== Stored records ==

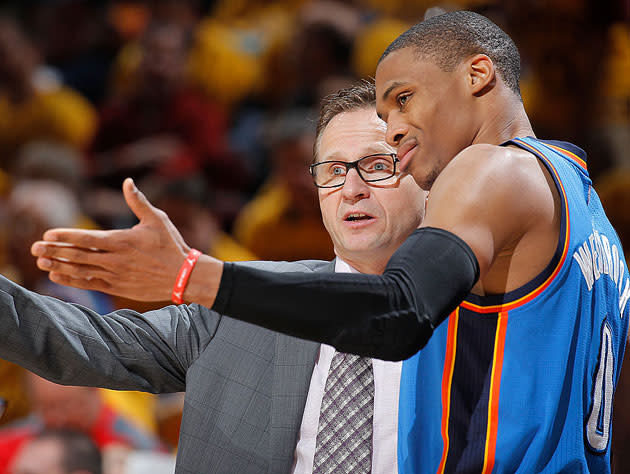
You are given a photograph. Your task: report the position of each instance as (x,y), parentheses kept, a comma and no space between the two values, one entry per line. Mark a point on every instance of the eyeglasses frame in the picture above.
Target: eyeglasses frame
(353,165)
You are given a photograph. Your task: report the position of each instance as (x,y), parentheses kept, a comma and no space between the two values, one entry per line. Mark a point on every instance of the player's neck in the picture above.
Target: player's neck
(503,120)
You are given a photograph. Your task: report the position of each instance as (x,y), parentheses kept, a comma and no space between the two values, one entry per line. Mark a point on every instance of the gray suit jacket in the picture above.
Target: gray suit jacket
(245,386)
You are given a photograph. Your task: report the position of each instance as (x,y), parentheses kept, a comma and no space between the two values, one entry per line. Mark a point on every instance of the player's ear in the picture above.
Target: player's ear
(481,74)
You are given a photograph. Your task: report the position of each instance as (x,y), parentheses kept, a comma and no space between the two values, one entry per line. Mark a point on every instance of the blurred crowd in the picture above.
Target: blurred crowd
(210,106)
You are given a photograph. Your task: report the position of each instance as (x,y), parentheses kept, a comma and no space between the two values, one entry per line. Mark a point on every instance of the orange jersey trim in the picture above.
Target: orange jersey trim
(570,155)
(565,248)
(495,386)
(447,379)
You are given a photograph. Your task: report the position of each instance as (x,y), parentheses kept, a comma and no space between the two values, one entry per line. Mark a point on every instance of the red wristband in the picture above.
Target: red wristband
(184,274)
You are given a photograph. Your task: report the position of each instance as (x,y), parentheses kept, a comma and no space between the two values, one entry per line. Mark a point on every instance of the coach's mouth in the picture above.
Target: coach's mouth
(357,216)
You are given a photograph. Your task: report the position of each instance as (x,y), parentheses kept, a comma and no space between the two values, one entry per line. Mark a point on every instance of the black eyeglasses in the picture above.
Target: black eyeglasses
(332,174)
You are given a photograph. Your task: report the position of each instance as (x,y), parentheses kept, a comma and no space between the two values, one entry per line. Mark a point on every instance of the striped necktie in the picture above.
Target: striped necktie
(344,435)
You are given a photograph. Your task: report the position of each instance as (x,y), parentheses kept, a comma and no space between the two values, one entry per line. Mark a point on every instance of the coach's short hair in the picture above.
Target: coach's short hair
(359,96)
(450,38)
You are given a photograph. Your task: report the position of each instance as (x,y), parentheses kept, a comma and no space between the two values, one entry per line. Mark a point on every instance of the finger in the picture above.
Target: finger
(104,240)
(137,201)
(74,254)
(86,272)
(93,284)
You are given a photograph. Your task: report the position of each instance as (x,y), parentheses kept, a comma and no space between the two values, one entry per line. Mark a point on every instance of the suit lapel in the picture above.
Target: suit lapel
(293,368)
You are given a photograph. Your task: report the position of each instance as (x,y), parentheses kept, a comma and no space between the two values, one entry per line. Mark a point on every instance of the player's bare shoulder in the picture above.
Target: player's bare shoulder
(492,170)
(497,187)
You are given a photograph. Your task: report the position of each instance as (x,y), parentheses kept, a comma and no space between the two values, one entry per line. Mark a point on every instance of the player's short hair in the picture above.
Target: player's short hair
(359,96)
(450,38)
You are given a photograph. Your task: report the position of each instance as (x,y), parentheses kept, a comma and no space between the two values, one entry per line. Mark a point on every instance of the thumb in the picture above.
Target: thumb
(137,202)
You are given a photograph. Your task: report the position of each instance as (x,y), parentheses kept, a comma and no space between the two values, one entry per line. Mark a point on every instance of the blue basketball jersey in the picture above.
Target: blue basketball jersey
(523,382)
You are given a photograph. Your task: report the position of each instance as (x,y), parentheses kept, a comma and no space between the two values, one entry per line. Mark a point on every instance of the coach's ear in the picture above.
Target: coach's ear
(481,74)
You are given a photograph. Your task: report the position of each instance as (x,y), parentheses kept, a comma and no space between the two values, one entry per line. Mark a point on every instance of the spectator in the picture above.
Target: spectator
(283,221)
(161,127)
(77,408)
(33,105)
(58,452)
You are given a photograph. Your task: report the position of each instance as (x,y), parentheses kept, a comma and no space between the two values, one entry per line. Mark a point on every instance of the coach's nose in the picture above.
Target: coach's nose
(355,189)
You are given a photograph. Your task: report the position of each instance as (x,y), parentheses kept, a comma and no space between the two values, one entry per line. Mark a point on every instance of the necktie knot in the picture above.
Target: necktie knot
(344,435)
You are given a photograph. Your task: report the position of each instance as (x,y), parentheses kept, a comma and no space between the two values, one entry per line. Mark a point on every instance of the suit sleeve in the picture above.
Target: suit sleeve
(389,316)
(73,345)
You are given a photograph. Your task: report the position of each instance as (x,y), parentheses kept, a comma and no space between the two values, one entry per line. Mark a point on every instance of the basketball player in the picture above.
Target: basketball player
(515,247)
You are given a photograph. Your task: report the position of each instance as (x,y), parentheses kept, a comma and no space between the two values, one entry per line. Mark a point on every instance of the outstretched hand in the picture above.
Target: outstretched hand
(140,263)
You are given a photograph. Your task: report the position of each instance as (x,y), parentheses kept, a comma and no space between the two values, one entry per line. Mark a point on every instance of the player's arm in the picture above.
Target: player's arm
(388,316)
(392,316)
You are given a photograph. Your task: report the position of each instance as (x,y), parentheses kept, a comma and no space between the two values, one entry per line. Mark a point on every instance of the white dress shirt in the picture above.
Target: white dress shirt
(385,422)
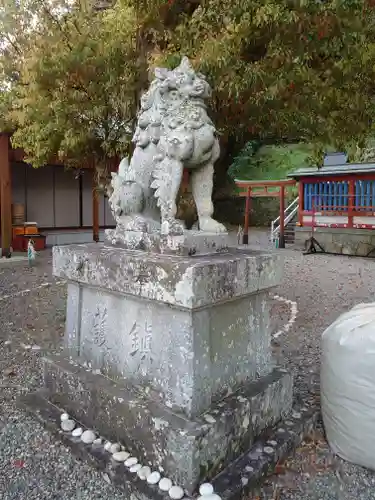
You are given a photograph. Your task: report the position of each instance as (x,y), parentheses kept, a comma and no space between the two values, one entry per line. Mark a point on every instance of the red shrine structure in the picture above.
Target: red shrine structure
(336,206)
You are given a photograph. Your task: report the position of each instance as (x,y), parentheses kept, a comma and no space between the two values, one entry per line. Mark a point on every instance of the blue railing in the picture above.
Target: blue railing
(333,196)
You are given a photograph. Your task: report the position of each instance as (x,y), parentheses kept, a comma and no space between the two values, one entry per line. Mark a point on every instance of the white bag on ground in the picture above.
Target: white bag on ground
(348,385)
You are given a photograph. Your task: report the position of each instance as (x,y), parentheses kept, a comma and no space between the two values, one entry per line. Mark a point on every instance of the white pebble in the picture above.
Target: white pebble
(206,489)
(114,448)
(144,472)
(77,432)
(68,425)
(121,456)
(209,418)
(176,493)
(212,496)
(107,445)
(129,462)
(154,477)
(135,468)
(88,437)
(165,484)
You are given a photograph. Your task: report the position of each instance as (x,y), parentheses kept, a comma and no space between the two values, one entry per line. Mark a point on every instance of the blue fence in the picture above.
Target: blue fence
(334,196)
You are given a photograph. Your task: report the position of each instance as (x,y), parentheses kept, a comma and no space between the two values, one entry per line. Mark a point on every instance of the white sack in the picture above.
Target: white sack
(348,385)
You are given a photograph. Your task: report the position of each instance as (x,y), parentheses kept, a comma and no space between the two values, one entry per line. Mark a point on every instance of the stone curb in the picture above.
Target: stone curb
(235,482)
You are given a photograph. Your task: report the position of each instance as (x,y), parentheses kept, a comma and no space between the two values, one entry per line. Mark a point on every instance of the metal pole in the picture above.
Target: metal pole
(245,237)
(282,210)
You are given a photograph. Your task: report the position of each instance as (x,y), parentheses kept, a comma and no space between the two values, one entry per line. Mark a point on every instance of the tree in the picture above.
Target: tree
(281,70)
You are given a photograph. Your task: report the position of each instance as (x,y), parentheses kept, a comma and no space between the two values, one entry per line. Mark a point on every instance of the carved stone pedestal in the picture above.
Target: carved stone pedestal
(170,355)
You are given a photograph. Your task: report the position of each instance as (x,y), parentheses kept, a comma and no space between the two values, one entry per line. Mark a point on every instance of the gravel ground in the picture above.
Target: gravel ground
(33,465)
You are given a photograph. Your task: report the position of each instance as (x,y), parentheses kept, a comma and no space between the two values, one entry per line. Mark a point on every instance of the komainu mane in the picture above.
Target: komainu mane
(173,133)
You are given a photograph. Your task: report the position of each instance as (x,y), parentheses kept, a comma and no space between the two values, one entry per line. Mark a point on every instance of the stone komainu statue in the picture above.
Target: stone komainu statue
(173,132)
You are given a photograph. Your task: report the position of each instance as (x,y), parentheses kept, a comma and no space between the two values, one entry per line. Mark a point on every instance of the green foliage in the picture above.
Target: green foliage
(271,162)
(281,70)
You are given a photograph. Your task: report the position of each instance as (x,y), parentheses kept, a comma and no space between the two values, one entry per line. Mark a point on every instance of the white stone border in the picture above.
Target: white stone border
(120,455)
(293,315)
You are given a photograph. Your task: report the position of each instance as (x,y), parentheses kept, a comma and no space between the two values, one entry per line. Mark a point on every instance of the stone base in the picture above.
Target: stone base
(235,482)
(188,451)
(341,241)
(187,244)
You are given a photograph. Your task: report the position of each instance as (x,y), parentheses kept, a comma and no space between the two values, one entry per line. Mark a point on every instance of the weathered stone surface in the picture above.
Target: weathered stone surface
(235,482)
(173,133)
(187,244)
(189,451)
(187,356)
(183,282)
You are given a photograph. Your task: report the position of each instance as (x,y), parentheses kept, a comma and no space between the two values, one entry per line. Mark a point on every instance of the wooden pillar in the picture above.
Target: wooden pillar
(95,207)
(351,193)
(300,203)
(5,196)
(245,237)
(282,209)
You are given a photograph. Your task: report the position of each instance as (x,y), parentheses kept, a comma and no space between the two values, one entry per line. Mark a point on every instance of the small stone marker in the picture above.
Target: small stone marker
(144,473)
(88,437)
(176,493)
(120,456)
(135,468)
(77,432)
(154,477)
(206,489)
(68,425)
(114,448)
(129,462)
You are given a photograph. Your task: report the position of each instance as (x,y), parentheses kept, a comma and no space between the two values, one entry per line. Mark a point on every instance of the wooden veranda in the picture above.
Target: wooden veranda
(261,189)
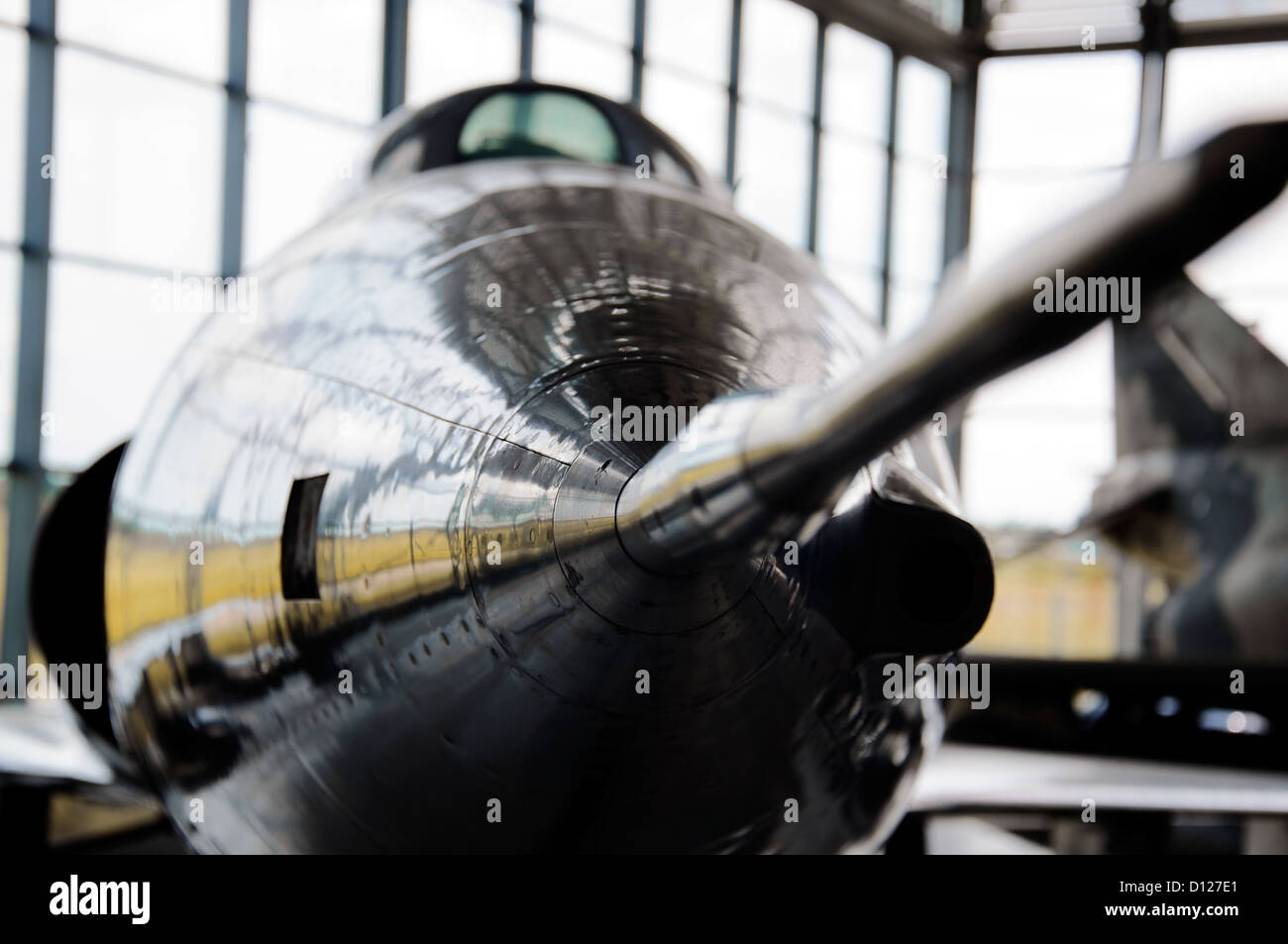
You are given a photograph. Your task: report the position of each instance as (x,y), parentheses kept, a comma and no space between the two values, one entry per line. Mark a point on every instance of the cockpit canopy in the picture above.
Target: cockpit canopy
(529,120)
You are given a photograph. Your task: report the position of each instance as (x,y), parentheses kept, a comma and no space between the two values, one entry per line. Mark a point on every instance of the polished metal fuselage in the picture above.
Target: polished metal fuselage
(475,675)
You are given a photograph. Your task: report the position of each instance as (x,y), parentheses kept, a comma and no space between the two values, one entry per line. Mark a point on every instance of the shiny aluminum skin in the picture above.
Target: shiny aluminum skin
(490,643)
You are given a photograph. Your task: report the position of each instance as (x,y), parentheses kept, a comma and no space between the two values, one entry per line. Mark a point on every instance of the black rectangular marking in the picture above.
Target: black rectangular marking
(300,540)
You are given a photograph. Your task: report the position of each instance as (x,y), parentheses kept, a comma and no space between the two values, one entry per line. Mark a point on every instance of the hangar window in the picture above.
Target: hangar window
(539,124)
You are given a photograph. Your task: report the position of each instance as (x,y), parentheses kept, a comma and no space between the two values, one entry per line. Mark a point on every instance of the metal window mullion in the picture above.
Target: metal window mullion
(1153,73)
(815,154)
(393,58)
(638,54)
(734,65)
(962,103)
(26,476)
(235,138)
(527,26)
(888,210)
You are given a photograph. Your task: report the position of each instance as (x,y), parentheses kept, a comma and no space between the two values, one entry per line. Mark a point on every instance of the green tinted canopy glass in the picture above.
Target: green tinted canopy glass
(539,124)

===

Do this:
Please repeat the lines above without any change, starting with the line that contains "glass in the picture above." and continuing through the final line, with both of those lines included.

Solution:
You are given a photograph. Your task: report the position of each instance as (x,y), parentheses kept, a comma and no space between the two values, one entry per line. Mark a point on every instance of the green tinted canopy glass in the picture above.
Target: green tinted canopy glass
(539,124)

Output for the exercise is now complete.